Add 66 to every coordinate in the answers of the data, from its start through the line containing "76), (94, 77)]", and give all of those lines back with everything else unchanged.
◇ ◇ ◇
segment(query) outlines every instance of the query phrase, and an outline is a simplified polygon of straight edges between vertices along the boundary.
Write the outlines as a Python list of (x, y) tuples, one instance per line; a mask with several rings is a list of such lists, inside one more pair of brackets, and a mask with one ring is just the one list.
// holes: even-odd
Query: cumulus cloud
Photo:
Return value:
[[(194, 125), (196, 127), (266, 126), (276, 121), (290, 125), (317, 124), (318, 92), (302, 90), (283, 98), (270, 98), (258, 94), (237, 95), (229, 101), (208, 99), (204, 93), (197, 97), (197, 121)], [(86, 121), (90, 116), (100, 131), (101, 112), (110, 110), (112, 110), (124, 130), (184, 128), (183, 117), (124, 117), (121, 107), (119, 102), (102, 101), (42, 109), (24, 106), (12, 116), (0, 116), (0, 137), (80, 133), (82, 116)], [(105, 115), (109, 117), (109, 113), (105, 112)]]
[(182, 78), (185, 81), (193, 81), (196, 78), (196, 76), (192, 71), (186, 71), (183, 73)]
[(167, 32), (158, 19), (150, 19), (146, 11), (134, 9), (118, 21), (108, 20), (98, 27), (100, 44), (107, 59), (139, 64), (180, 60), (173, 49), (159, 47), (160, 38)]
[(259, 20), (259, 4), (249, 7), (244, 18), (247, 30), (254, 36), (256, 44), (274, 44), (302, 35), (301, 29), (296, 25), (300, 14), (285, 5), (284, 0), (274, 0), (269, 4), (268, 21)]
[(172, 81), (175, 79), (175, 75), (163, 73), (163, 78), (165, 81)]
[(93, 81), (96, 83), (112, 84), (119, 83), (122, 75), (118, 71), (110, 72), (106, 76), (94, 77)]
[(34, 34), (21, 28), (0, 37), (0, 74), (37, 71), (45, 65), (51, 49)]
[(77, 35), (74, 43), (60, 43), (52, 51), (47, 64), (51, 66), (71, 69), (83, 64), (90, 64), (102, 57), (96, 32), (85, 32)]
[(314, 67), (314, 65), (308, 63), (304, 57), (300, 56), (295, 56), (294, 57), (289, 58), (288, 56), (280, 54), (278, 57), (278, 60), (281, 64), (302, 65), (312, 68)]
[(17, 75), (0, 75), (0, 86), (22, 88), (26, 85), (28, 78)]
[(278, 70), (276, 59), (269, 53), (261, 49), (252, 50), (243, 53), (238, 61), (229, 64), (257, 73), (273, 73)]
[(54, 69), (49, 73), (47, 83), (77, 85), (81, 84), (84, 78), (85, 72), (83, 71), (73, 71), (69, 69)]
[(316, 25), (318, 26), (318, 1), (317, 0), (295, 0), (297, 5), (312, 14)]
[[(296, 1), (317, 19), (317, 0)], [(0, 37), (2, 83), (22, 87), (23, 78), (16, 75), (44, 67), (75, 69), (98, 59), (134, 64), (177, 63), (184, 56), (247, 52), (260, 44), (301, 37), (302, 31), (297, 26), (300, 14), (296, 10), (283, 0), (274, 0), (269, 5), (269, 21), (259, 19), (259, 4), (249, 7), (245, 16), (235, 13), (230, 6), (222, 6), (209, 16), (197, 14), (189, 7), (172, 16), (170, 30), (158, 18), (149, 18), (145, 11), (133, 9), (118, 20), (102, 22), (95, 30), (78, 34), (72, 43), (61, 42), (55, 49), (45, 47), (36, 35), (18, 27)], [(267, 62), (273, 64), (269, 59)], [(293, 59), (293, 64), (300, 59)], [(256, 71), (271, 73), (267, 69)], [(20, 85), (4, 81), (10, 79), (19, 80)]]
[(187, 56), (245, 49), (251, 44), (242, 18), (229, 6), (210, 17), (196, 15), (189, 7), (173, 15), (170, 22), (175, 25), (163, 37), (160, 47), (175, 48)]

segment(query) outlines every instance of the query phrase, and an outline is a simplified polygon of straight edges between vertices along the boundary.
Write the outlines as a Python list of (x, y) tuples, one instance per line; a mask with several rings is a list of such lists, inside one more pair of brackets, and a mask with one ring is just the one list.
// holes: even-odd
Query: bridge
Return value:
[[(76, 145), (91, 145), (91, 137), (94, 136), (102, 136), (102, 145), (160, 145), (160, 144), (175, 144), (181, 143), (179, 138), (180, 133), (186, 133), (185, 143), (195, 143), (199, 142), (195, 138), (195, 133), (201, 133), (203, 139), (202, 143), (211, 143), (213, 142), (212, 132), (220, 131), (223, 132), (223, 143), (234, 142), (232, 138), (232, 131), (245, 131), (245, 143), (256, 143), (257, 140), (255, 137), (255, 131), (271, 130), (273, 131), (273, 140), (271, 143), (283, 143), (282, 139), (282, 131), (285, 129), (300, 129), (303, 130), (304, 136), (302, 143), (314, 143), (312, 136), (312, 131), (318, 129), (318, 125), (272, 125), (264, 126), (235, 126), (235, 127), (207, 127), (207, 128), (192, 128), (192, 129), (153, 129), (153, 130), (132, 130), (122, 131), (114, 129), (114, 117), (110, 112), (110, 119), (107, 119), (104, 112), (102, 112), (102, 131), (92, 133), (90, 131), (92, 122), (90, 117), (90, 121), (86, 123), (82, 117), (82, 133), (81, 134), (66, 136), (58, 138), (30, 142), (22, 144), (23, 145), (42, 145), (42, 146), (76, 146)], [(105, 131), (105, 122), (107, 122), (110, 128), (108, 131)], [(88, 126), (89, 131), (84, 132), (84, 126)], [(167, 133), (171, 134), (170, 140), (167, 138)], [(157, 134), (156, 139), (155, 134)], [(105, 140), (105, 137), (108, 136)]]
◇ ◇ ◇
• [Task answer]
segment(query) outlines every instance of the query phrase, and an outline is a simplified polygon of straight edges between vertices along the boundary.
Write the outlines as a Python list of (x, y) tuples, one instance per line; a mask with several rings is a list of such lists, inside one more pair of brackets, and a mask with one ring is just the one list.
// holes: even-odd
Query: cumulus cloud
Photo:
Return value:
[[(260, 191), (262, 193), (332, 192), (342, 187), (356, 191), (383, 190), (384, 158), (368, 156), (349, 164), (336, 164), (324, 160), (303, 161), (295, 167), (274, 165), (270, 159), (263, 163), (263, 187)], [(152, 187), (156, 182), (166, 197), (167, 178), (176, 176), (178, 176), (190, 196), (250, 194), (249, 183), (190, 183), (187, 173), (185, 168), (168, 167), (108, 175), (90, 172), (78, 182), (66, 182), (66, 203), (146, 199), (148, 182)], [(171, 181), (175, 183), (175, 179), (171, 178)]]
[(248, 144), (251, 147), (259, 147), (262, 144), (262, 142), (258, 137), (252, 137), (249, 139)]
[(233, 98), (224, 85), (216, 85), (212, 77), (200, 75), (184, 87), (174, 86), (164, 93), (166, 110), (173, 125), (205, 130), (246, 126), (239, 115), (225, 113), (226, 104)]
[(325, 86), (325, 70), (315, 73), (310, 84), (313, 96), (320, 102), (322, 110), (340, 110), (368, 101), (367, 95), (362, 91), (366, 80), (351, 71), (350, 66), (340, 66), (335, 70), (334, 87)]
[(238, 147), (241, 145), (241, 141), (229, 139), (229, 144), (231, 147)]
[(159, 147), (162, 149), (178, 150), (185, 149), (188, 141), (184, 137), (176, 138), (172, 142), (160, 143)]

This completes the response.